▸ Problem statement: Nothing but the lines from the one with "Target: woman's blonde hair" through the last line of the data should be restated, each word for word.

(Stored data entries)
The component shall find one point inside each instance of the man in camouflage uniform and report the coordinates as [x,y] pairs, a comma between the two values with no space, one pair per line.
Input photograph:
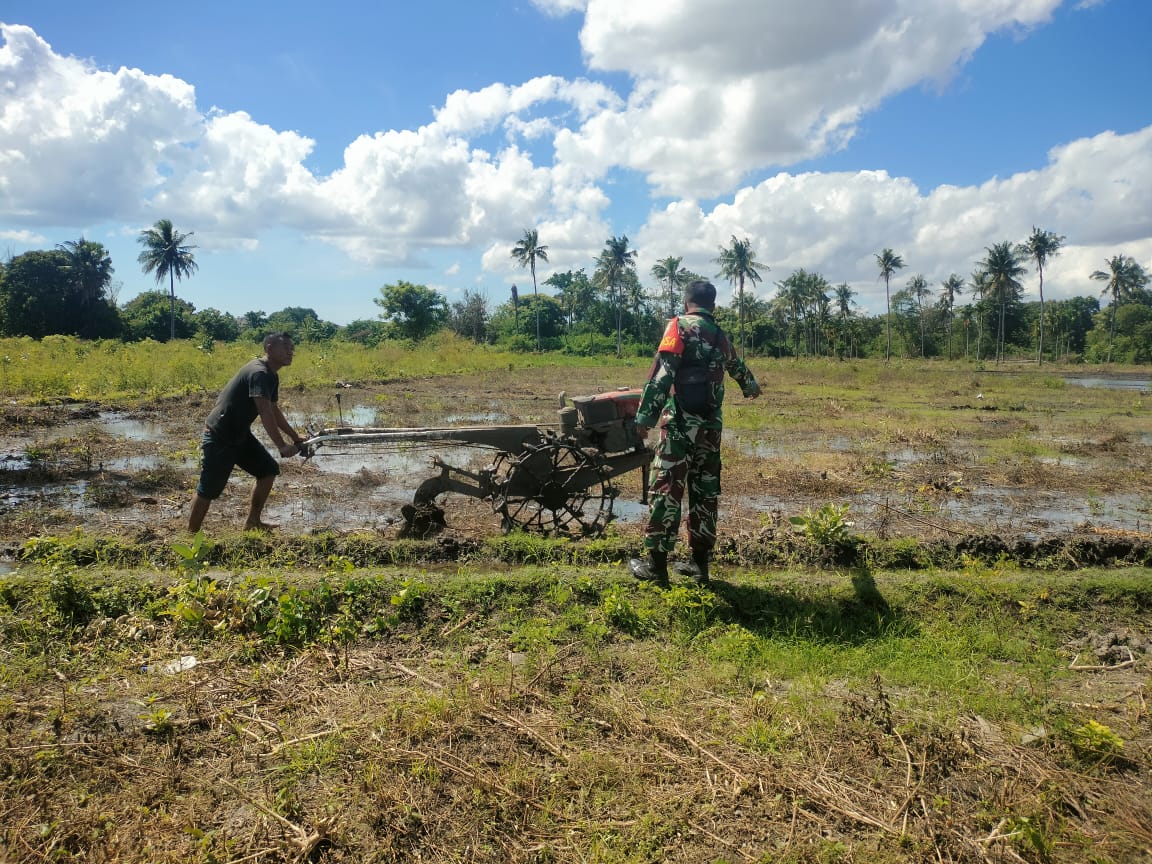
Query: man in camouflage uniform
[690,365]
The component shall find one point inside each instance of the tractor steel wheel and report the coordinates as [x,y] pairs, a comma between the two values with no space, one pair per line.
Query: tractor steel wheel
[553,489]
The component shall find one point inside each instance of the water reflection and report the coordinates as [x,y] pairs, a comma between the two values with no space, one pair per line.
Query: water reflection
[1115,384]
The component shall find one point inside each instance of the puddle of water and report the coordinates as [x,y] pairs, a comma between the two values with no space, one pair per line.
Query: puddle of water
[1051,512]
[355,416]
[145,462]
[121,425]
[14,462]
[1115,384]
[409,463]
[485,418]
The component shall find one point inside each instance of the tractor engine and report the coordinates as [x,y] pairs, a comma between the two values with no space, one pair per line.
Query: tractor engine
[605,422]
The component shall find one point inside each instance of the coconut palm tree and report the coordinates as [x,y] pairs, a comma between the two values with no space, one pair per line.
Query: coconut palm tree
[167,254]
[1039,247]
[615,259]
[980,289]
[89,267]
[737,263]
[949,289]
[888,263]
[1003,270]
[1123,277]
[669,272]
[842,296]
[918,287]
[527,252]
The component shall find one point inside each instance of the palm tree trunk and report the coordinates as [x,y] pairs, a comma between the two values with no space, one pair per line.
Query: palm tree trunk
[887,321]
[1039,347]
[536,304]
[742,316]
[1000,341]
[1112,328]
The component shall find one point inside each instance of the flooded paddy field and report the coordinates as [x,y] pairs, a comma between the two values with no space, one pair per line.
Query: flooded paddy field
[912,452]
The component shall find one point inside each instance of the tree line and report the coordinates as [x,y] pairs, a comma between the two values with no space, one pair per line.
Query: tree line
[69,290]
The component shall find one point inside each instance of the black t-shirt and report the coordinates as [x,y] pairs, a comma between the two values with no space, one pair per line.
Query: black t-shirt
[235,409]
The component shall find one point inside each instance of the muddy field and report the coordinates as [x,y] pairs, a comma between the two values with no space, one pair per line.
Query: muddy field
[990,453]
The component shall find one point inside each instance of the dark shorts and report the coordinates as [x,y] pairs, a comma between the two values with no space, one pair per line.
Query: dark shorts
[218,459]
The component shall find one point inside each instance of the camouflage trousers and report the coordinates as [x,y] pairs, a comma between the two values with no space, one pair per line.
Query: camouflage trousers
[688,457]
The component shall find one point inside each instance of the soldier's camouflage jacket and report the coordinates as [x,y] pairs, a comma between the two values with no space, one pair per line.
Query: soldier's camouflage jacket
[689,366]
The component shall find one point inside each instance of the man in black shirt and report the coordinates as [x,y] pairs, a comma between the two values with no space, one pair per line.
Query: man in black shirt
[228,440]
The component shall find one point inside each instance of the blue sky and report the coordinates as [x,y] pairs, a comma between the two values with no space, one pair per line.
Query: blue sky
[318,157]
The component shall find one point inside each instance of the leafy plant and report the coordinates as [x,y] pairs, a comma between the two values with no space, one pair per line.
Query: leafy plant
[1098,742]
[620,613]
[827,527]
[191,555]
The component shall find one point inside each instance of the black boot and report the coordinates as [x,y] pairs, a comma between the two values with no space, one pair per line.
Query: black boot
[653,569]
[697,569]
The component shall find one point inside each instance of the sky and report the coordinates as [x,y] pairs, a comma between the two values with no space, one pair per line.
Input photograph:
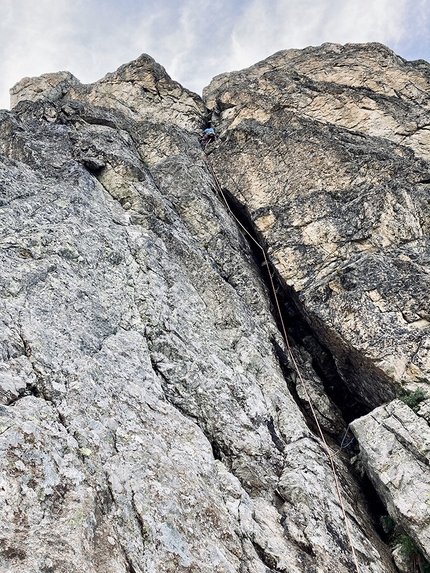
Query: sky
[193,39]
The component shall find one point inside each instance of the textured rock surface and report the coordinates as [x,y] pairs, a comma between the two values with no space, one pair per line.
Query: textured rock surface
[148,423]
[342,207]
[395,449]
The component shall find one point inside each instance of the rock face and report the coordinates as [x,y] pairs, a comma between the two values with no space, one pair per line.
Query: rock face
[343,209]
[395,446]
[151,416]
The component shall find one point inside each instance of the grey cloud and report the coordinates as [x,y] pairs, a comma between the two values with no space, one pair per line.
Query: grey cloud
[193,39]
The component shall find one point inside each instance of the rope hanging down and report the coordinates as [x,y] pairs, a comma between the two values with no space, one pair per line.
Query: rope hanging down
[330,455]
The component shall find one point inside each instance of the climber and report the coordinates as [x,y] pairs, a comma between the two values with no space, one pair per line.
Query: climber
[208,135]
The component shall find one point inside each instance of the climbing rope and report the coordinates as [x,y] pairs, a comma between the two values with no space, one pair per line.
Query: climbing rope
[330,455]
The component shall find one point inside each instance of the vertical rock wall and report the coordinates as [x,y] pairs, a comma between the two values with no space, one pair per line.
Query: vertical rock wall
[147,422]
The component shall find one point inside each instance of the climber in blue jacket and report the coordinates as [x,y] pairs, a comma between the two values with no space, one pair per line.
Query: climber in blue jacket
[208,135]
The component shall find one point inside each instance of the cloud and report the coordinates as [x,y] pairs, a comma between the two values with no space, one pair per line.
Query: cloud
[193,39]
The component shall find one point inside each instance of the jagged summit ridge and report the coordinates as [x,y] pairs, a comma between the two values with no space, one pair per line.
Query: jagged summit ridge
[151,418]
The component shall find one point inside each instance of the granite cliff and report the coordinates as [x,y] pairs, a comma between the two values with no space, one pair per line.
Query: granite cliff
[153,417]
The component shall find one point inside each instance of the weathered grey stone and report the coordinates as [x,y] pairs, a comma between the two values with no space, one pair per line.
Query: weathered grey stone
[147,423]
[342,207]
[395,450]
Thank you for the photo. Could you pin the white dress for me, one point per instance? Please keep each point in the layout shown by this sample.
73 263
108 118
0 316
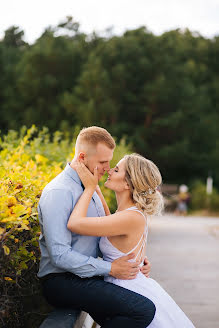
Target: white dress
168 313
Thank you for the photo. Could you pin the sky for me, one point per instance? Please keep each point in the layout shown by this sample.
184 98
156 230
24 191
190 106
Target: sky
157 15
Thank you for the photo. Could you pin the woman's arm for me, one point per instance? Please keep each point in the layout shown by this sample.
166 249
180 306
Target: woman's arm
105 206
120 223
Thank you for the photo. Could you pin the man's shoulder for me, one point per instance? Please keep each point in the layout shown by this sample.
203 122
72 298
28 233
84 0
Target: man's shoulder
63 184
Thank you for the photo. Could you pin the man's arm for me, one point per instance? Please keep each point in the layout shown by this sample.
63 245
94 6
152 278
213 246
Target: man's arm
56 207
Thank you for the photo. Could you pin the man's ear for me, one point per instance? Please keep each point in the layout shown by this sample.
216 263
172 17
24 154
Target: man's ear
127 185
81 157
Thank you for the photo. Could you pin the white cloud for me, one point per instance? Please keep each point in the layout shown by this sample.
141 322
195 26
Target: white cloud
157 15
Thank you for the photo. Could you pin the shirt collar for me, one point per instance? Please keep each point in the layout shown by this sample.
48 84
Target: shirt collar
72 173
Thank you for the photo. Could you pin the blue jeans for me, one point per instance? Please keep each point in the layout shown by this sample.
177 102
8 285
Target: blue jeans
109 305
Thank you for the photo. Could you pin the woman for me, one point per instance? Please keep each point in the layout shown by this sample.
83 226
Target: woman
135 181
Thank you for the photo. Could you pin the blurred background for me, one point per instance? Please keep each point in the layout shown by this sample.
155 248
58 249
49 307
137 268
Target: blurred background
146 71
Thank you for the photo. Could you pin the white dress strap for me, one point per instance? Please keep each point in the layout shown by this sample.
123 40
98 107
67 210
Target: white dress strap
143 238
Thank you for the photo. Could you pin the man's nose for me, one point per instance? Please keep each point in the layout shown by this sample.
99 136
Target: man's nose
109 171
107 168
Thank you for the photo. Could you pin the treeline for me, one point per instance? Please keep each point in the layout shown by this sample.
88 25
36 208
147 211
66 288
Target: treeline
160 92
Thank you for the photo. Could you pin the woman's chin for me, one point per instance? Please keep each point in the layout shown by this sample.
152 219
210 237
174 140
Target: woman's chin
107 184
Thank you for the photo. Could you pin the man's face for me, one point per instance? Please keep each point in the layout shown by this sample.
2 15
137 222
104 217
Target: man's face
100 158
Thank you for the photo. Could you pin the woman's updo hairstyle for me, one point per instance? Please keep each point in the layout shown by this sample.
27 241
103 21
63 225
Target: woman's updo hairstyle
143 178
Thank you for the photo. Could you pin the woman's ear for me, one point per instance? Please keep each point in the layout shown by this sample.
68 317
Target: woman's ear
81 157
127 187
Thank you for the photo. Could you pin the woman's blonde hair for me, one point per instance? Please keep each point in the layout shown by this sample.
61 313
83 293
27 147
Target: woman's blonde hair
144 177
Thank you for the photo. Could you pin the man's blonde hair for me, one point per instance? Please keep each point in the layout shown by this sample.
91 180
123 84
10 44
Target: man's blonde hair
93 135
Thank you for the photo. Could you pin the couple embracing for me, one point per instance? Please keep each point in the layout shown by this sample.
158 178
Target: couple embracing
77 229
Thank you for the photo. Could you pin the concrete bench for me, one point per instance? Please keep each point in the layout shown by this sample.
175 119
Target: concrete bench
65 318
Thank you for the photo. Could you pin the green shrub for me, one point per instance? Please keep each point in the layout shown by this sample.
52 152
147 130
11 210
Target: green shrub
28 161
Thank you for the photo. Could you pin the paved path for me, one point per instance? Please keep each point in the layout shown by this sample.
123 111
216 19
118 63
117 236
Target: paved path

▸ Task answer:
Target: woman's blonde hair
144 177
Thank you for the photo. Could you pin the man's blonde hair for me, one point per instance? Please keep each point in the layout shown by this sample.
91 180
123 84
10 44
Target: man's blonde hair
93 135
Thank you for the photo. Could you pin the couple embracing for me, one point per instance? Please keep each point in the layout shown by this sample.
158 178
Target: couple embracing
77 229
Thank you for the photo. Could you pin the concrete bench for me, one point per instance? Please keep each point in the layout shown by this sample.
175 119
Target: concrete bench
65 318
Thank you for the photo. Could you pin the green shrub for me, one point per instance? Please keep each point in the layout shown by this sample.
52 152
147 130
11 210
Target: green shrub
28 161
Thank you for the photo. Could you pin the paved path for me, one point per instance? Please keep each point in the layout shown by this sample.
123 111
216 19
118 63
117 236
Target: paved path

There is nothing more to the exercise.